• **Short task**: Give the lines of the records below as a numbered list, leaving out any blank lines.

[Entries taken from a collection]
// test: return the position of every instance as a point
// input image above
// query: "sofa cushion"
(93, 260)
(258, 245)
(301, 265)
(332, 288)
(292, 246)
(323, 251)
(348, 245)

• **Task answer**:
1. // test: return the position of every instance as a point
2. // input image above
3. // query: "sofa cushion"
4. (93, 260)
5. (258, 245)
6. (301, 265)
7. (332, 288)
8. (292, 246)
9. (323, 251)
10. (348, 245)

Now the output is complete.